Stored items from a collection:
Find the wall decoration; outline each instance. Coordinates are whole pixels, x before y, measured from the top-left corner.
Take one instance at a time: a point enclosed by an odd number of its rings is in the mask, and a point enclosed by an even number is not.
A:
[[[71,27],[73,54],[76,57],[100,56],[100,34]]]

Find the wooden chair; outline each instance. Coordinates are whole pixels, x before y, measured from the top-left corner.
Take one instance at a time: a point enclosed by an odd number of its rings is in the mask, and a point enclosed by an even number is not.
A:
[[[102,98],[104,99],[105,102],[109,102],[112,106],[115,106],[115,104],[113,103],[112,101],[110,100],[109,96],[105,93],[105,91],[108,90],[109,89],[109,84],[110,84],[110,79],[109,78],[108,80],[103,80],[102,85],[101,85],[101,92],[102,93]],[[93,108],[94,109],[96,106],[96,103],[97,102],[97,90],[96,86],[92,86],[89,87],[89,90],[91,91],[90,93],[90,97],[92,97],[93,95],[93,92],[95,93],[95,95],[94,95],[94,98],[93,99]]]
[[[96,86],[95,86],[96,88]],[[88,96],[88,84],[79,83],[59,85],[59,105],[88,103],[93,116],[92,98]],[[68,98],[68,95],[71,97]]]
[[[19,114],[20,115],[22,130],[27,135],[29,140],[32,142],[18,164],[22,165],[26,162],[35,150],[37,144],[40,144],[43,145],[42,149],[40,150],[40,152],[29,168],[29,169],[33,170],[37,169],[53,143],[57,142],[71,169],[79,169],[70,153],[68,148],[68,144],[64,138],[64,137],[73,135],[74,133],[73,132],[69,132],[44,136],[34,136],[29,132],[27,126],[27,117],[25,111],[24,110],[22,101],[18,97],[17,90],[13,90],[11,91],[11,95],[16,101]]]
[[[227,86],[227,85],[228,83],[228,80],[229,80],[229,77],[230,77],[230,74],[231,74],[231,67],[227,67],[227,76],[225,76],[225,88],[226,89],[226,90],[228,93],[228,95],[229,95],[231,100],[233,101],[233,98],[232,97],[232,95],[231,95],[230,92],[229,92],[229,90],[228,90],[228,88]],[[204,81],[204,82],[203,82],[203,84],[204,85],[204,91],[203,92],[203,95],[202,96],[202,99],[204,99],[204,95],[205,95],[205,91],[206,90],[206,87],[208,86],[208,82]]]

→ PROBLEM DETAILS
Give back every line from the first one through the line that contains "[[[71,27],[73,54],[76,57],[100,56],[100,34]]]", copied without any changes.

→ RESULT OF THE EXERCISE
Find the wall decoration; outline each instance. Coordinates are whole pixels, x before y, measured from the top-left corner.
Take one instance at a time: a point enclosed by an odd number of its rings is in the mask, and a point enclosed by an even number is not.
A:
[[[71,27],[73,54],[76,57],[100,56],[100,34]]]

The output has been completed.